*Seitenauszug*.
Rüdiger Scholz stellt die umfangreiche Geschichte der Forschung zu Goethes Faust-Dramen dar
Besprochene Bücher / LiteraturhinweiseDie schon 1847 beklagte Unermesslichkeit der Faust-Literatur – in ihrer über 200-jährigen Geschichte auf weit über 10.000 Bücher und Aufsätze angeschwollen – repräsentiert die wechselvolle Geschichte der deutschen und internationalen Literaturwissenschaft, ihrer verschiedenen Auffassungen von Literatur, ihrer Zielsetzungen und Methoden. Sie ist aber auch die Geschichte der gesellschaftspolitischen Kämpfe, vor allem in Deutschland. Bereits von Schelling und Hegel wurde Goethes Faust zum Nationalkunstwerk der Deutschen erhoben und seither mit Superlativen als größte deutsche Dichtung und als monumentales Spitzenwerk der Weltliteratur überschüttet, das den Status einer Bibel hat, in deren Exegese die jeweilige eigene Gegenwart der Interpreten und Interpretinnen erklärt wird.
Die Geschichte der Faust-Interpretation ist auch die Geschichte über die Ethik von Literatur. Dass Faust nicht den Tragödientod erleidet, sondern trotz seiner schweren Schuld am Tod von sieben Menschen infolge seines nimmermüden Strebens erlöst wird und in die oberen Regionen des Himmels gelangt, hat zu einer nicht endenden Diskussion über diese Erlösung geführt, die sich im neuen Jahrtausend radikalisiert.

*Aufgabe 1*. Nennen Sie alle realen Personen, die der Seitenauszug über die Faust-Forschung namentlich erwähnt. Die Dramenfigur Faust zählt nicht dazu.
*Aufgabe 2*. Schreiben Sie den Seitenauszug über die Faust-Forschung im Anschluss an seinen letzten Satz weiter.

*Vorliegende Einträge*.
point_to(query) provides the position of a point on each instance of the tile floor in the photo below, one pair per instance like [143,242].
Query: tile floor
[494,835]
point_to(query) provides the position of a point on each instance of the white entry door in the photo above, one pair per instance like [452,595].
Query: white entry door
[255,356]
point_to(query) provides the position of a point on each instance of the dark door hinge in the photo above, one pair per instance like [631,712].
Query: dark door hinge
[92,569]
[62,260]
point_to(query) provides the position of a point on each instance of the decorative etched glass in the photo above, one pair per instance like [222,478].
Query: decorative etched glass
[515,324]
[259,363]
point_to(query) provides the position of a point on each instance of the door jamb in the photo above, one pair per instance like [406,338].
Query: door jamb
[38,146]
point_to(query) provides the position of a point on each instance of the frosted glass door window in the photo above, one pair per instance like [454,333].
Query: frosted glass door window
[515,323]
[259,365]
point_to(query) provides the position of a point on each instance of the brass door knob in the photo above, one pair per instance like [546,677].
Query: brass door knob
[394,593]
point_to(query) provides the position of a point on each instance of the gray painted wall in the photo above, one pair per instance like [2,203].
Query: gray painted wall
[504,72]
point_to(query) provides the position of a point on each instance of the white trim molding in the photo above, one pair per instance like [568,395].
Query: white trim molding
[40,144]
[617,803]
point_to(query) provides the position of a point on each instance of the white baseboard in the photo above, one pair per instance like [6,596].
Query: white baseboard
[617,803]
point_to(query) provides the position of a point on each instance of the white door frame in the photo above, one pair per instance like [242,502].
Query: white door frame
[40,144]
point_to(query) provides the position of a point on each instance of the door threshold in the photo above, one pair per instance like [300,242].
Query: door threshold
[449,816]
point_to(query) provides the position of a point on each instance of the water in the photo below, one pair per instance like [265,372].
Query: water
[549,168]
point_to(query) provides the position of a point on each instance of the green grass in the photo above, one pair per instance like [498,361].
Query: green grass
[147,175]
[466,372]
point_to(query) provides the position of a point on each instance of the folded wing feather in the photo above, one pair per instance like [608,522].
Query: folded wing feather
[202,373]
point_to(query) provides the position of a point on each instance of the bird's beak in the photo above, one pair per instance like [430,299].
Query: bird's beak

*Erwartete Antwort 1*. Rüdiger Scholz, Goethe, Schelling, Hegel

*Erwartete Antwort 2*.
Rüdiger Scholz präsentiert eine Gesamtgeschichte der Faust-Literatur und geht dabei auf die verschiedenen Ansätze und die Resultate ein und lässt die Haupt- und Nebenakteure durch Zitate zu Wort kommen. Das Werk verfährt chronologisch, gliedert nach Interpretationsrichtungen und akzentuiert deren Aussagen über die Beziehung des Dramas zur Realität. Es beschränkt sich nicht auf die wissenschaftliche Forschung, sondern bezieht die weltanschauliche Faust-Publizistik mit ein und skizziert den künstlerischen Umgang mit der Faust-Figur.
Scholz stellt die Geschichte der Faust-Publizistik bis zum Jahr 2021 dar und belegt die Aktualisierung von Goethes Faust-Drama in der Öffentlichkeit sowie die Fortschritte in der historischen Wertung des Dramas und seines Autors. Die Ergänzung in der 2. Auflage umfasst die Jahre 2011 bis 2021. 45 Monographien und 180 Aufsätze wurden neu aufgenommen und dargestellt.